EXERCISE OBJECTIVE: Copy out word for word the part of the Chick-fil-A passage below that lies between "Reading Pride also" and "marriage in 2012.", inclusive.

PASSAGE TO READ:
☆ ☆ ☆
Reading Pride also accused Chick-fil-A CEO Dan Cathy of donating “money to a number of anti-gay charities.”
— #LoveUnites – Reading Pride UK (@Reading_Pride) October 14, 2019
Indeed, the WinShape Foundation once supported some conservative Christian organizations that advocated against legalizing same-sex marriage, such as Eagle Forum, Focus on the Family, and the Family Research Council (FRC). These organizations have been demonized, with the Southern Poverty Law Center (SPLC) falsely accusing FRC of being a “hate group” — an accusation that inspired a terrorist to attempt a mass shooting in 2012. Cathy had also made strong remarks critical of same-sex marriage in 2012.
After a nationwide boycott — and a conservative rush to buy at Chick-fil-A called “Chick-fil-A Appreciation Day,” led by former Gov. Mike Huckabee (R-Ark.) — the company apologized for Cathy’s comments and the WinShape Foundation stopped funding the more controversial organizations.
Yet LGBT activists and liberal outlets have continued to slam Chick-fil-A, condemning the contributions to the Fellowship of Christian Athletes and to the Salvation Army. Both Christian organizations require employees and leaders to live according to traditional Christian sexual morality.
☆ ☆ ☆
DATASET EXCERPT:

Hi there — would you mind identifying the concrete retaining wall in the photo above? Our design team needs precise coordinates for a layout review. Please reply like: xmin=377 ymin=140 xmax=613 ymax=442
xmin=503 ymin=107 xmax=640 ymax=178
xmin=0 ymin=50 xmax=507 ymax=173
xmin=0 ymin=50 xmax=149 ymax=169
☆ ☆ ☆
OUTPUT BELOW:
Reading Pride also accused Chick-fil-A CEO Dan Cathy of donating “money to a number of anti-gay charities.”
— #LoveUnites – Reading Pride UK (@Reading_Pride) October 14, 2019
Indeed, the WinShape Foundation once supported some conservative Christian organizations that advocated against legalizing same-sex marriage, such as Eagle Forum, Focus on the Family, and the Family Research Council (FRC). These organizations have been demonized, with the Southern Poverty Law Center (SPLC) falsely accusing FRC of being a “hate group” — an accusation that inspired a terrorist to attempt a mass shooting in 2012. Cathy had also made strong remarks critical of same-sex marriage in 2012.